Work required: Reproduce the listing below line for line, changing nothing.

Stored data
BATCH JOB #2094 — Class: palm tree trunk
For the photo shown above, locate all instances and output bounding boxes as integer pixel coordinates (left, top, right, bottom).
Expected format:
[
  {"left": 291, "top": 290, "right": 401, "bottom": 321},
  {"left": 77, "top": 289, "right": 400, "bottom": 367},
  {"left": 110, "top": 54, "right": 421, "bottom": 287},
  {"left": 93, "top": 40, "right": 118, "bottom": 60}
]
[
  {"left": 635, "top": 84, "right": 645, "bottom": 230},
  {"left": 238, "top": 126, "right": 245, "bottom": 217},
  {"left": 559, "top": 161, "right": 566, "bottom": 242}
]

Full solution:
BATCH JOB #2094 — Class: palm tree trunk
For the photo shown above, locate all instances and output bounding boxes as integer pixel coordinates (left, top, right, bottom).
Expected format:
[
  {"left": 291, "top": 290, "right": 401, "bottom": 321},
  {"left": 77, "top": 289, "right": 400, "bottom": 367},
  {"left": 110, "top": 54, "right": 421, "bottom": 287},
  {"left": 93, "top": 40, "right": 118, "bottom": 60}
]
[
  {"left": 635, "top": 84, "right": 645, "bottom": 230},
  {"left": 238, "top": 126, "right": 245, "bottom": 217},
  {"left": 559, "top": 161, "right": 566, "bottom": 242}
]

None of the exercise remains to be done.